Copy out every item below word for word and mark for mark, leaving out the pictures.

PROVIDED MATERIAL:
--------------------------------------------------

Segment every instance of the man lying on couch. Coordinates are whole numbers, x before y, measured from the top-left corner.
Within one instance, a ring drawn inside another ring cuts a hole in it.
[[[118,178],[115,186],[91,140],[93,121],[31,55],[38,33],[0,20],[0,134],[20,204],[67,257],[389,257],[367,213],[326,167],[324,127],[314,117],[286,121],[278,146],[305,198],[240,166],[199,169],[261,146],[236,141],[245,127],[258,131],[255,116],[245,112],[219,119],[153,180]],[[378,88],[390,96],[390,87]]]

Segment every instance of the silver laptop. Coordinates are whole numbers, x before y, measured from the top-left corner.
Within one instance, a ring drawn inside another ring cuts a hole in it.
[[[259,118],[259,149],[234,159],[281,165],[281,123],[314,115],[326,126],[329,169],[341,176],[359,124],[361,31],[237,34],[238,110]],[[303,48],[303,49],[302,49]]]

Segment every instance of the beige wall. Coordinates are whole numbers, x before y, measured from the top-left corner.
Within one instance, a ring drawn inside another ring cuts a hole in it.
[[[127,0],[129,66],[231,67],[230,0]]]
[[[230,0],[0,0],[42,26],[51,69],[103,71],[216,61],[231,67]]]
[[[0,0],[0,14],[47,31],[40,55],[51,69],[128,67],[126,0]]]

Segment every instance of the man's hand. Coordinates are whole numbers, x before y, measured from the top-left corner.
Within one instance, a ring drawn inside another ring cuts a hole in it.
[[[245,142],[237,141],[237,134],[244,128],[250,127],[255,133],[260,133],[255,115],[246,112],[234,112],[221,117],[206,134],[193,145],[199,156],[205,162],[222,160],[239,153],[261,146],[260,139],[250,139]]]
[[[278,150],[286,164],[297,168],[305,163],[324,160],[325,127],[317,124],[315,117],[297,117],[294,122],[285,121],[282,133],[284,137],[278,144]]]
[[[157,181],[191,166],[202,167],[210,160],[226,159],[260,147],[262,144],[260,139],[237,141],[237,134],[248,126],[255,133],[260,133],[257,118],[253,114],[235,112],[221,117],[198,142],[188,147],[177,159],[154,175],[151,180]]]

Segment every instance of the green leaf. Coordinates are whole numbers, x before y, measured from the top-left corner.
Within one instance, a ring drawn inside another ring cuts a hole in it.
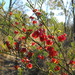
[[[13,37],[12,36],[8,36],[8,40],[9,41],[13,40]]]
[[[75,46],[75,43],[74,42],[71,42],[71,46],[74,47]]]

--------------------------------------------------

IN RESPONSE:
Segment every instance of the man lying on couch. Coordinates are whole numbers, x before y, measured from the top-left corner.
Within one instance, a ring drawn inside another ring cuts a hole in it.
[[[118,178],[115,186],[91,140],[93,121],[31,55],[38,33],[0,20],[0,134],[20,204],[67,257],[389,257],[367,213],[326,167],[324,127],[314,117],[286,121],[278,146],[305,198],[240,166],[199,169],[261,146],[236,141],[245,127],[258,131],[255,116],[245,112],[219,119],[153,180]],[[378,88],[390,96],[390,87]]]

Segment every instance of the silver laptop. Coordinates are whole numbers, x before y, measured from the top-left corner.
Within one instance, a ring drawn inside another ring cuts a hole in it.
[[[259,118],[259,149],[234,159],[281,165],[281,123],[314,115],[326,126],[329,169],[341,176],[359,124],[361,31],[237,34],[238,110]],[[303,48],[303,49],[302,49]]]

Segment every instance of the beige wall. Coordinates are whole numbers, x before y, measured from the top-left corner.
Within one instance, a ring drawn inside another ring cuts a hole in it.
[[[127,0],[129,66],[231,67],[230,0]]]
[[[230,0],[0,0],[42,26],[51,69],[103,71],[216,61],[231,67]]]
[[[0,0],[0,14],[47,31],[40,55],[51,69],[128,67],[126,0]]]

Segment every instance of the man's hand. Coordinates are whole numbers, x before y, measured from the top-left corner.
Within one instance, a ring drawn inside another ring cuts a hole in it.
[[[245,142],[237,141],[237,134],[244,128],[250,127],[255,133],[260,133],[255,115],[246,112],[234,112],[221,117],[206,134],[193,145],[199,156],[205,162],[222,160],[239,153],[261,146],[260,139],[250,139]]]
[[[278,150],[286,164],[297,168],[305,163],[324,160],[325,127],[317,124],[315,117],[297,117],[294,122],[285,121],[282,133],[284,137],[278,144]]]
[[[157,181],[191,166],[202,167],[210,160],[226,159],[260,147],[262,144],[260,139],[237,141],[237,134],[248,126],[255,133],[260,133],[257,118],[253,114],[235,112],[221,117],[198,142],[188,147],[177,159],[154,175],[151,180]]]

Segment every instance of the green leaf. Coordinates are whole numbers, x before y, measured from the top-left corner.
Within one instance, a ring drawn inside another ring cuts a hole in it.
[[[13,37],[12,36],[8,36],[8,40],[9,41],[13,40]]]
[[[75,46],[75,43],[74,42],[71,42],[71,46],[74,47]]]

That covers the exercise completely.